(Reading passage):
______________________________

Optimizing EKS networking for scale

Published in

Salesforce Engineering

8 min readMar 23, 2021

Elastic Kubernetes Service (EKS) is a service under the Amazon Web Services (AWS) umbrella that provides managed Kubernetes service. It significantly reduces the time to deploy, manage, and scale the infrastructure required to run production-scale Kubernetes clusters.

AWS has simplified EKS networking significantly with its container network interface (CNI) plugin. With no network overlays, a Kubernetes pod (container) gets an IP address from the same Virtual Private Cloud (VPC) allocated subnet as would an Elastic Compute Cloud (EC2) instance. This means that any workload, be it a container, lambda, or EC2 instance, can now talk to another without the need for Network Address Translation (NAT).

Each EC2 instance can have multiple elastic network interfaces (ENIs) attached to it, and each interface can be assigned multiple IP addresses from the VPC’s private address space.

The first interface, called the primary interface, is assigned an IP address called the primary IP address.
All other interfaces are called secondary interfaces and hold secondary IP addresses.

The CNI plugin, which runs as a pod on each Kubernetes node (EC2 instance), is responsible for the networking on each node. By default, it assigns each new pod a private IP address from the VPC private subnet that the Kubernetes node is in while attaching the IP address to one of the secondary ENIs of the node.

The plugin consists of two primary components:

IPAM daemon, responsible for attaching ENIs to instances, assigning secondary IP addresses to these ENIs, etc
CNI plugin, responsible for setting up the virtual ethernet (veth) interfaces, attaching it to the pod, and setting up the bridge between the veth and the host network

Problem

By default, AWS reserves a large pool of IP addresses to an EKS (Kubernetes) node that is always available to be used by the node. This pool of IP’s, also known as “Warm-Pool,” attached to the secondary interface of the node, is determined by the EC2 instance type and cannot be shared with any other AWS service or node.

______________________________

(Given information):

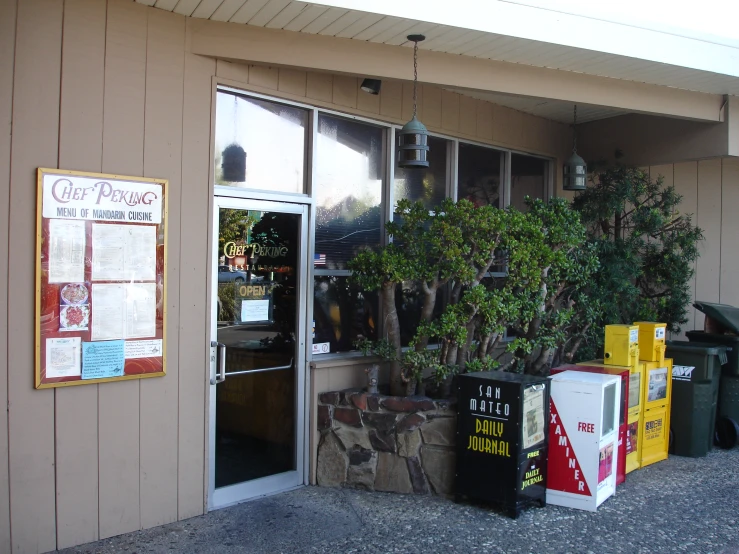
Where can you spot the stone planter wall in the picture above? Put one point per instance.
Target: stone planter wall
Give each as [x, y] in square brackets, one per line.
[386, 443]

______________________________

(What is asked):
1 > Answer these questions using the EKS networking article:
(a) By default, where does the CNI plugin take each new pod's private IP address from?
(b) Which of the plugin's two primary components is responsible for attaching ENIs to instances?
(c) What is the pool of IP addresses reserved for an EKS node also known as, and what determines it?
2 > Continue the article on optimizing EKS networking from the point where it ends.

(Answers to each task):
1 >
(a) The VPC private subnet that the Kubernetes node is in.
(b) The IPAM daemon.
(c) The "Warm-Pool," which is determined by the EC2 instance type.

2 >
For example, an instance of type m3.2xlarge can have up to four ENIs, and each ENI can be assigned up to 30 IP addresses. With default CNI configuration, when a worker node first joins the cluster, ipamD ensures that, along with an active (primary) ENI holding the primary and secondary IP addresses, there’s also a spare ENI attached to the node working in standby mode at all times. The standby ENI and its IP addresses will be utilized when there are no more secondary IP addresses on the primary ENI. Larger instance types have a higher limit on the number of ENIs that can be attached and hence can hold more secondary IP addresses (for more information, see IP Addresses Per Network Interface Per Instance Type document).

So the total number of IP’s reserved for an instance of type m3.2xlarge at any point in time will be 60 IP addresses,

Primary ENI (active): 1 primary IP + 1*29 secondary IP’s
Secondary ENI (standby): 1 primary IP + 1*29 secondary IP’s

This is a particularly large number of IP’s for a single Kubernetes node which might run a few resource-intensive applications and daemon set pods. We try to size our EC2 instances in a way that we run a single replica of the application on that given node at any time (although of course, some exceptions apply). Adding all the daemon sets (monitoring, logging, networking, etc), the average number of pods on a node in our environment seems to hover around 5–7, hence requiring no more than 10 IP’s/node.

With this default behavior, roughly 50 IP’s are unused, which results in inefficiencies and, if not properly planned or triaged, can quickly lead to VPC subnet exhaustion.

Solution

AWS provides a couple of CNI config variables that you can set to avoid such scenarios. The config variable WARM_IP_TARGET specifies the number of free IP’s that the ipamD daemon should attempt to keep available for pod assignment on the node at all times. WARM_ENI_TARGET, on the other hand, specifies the number of ENIs ipamD must keep ready to be attached to the node at all times.

NOTE: AWS defaults the value of WARM_ENI_TARGET to 1 in the CNI config.

For example, if the WARM_IP_TARGET variable is set to a value of 10, then ipamD attempts to keep 10 free IP addresses available at all times. If the ENIs on the node are unable to provide these free addresses, ipamD attempts to allocate more interfaces until WARM_IP_TARGET number of free IP addresses are available in the reserved pool.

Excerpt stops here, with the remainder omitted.